> [ASSIGNMENT]: The data below must be returned in full and exactly.

> [PROVIDED DATA]:

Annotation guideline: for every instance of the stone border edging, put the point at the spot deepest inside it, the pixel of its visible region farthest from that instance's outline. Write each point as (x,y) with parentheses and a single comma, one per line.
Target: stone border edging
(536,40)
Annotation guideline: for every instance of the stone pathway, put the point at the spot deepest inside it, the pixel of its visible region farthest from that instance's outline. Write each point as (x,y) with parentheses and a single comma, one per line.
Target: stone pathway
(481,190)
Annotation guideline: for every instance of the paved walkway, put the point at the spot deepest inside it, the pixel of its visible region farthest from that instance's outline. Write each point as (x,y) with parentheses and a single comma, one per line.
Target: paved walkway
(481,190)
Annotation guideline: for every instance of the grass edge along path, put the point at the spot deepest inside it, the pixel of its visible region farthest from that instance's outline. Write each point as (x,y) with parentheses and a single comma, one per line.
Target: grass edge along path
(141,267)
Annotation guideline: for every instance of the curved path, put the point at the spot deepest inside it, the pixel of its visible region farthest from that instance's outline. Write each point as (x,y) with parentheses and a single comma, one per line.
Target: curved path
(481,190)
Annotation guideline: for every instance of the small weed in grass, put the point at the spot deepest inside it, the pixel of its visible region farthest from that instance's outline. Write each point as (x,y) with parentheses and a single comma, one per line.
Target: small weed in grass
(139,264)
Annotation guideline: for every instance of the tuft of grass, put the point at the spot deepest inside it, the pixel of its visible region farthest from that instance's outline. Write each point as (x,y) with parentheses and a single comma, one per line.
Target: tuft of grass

> [THE COMPLETED TASK]:
Annotation guideline: for every instance of the stone border edging, put the point at the spot deepest inside it, the pixel of its visible region farthest from that instance's outline. Write each point as (x,y) with parentheses and a single comma, one per line.
Target: stone border edging
(536,40)
Annotation guideline: for every instance of the stone pathway, put the point at the spot deepest inside it, the pixel of its visible region farthest from that instance's outline. Write each point as (x,y) with parentheses and a single comma, one per line.
Target: stone pathway
(481,190)
Annotation guideline: for every instance of the paved walkway, put the point at the spot deepest inside it, the pixel of its visible region farthest from that instance's outline. Write each point as (x,y) with parentheses and a single comma, one per line.
Target: paved walkway
(481,190)
Annotation guideline: for every instance of the grass edge along path, put the point at the spot deepest inside it, the pixel of its visible region farthest from that instance's outline. Write each point as (x,y) with parentheses and a single comma, one per line.
Target: grass edge along path
(141,267)
Annotation guideline: for every instance of the curved path, put the point at the spot deepest inside it, the pixel of its visible region farthest from that instance's outline. Write each point as (x,y) with parentheses and a single comma, one per line.
Target: curved path
(481,190)
Annotation guideline: for every instance of the small weed in grass, put the point at the spot deepest inside it, the pixel of its visible region farthest from that instance's outline. Write each point as (x,y) with parentheses and a single comma, one per line.
Target: small weed in grass
(139,264)
Annotation guideline: for every instance of the tuft of grass, put the point at the spot deepest inside it, the pixel of its visible region farthest from that instance's outline. Write each point as (x,y) with parentheses and a single comma, one per line.
Target: tuft of grass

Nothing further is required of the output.